What is required :: Reproduce all of the data below line for line, changing nothing.

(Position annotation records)
***

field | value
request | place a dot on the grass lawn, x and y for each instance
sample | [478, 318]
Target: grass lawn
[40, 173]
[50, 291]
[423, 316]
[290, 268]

***

Full answer ::
field | value
request | place a dot on the grass lawn, x and y for each instance
sample | [478, 318]
Target: grass lawn
[40, 173]
[50, 291]
[423, 316]
[290, 268]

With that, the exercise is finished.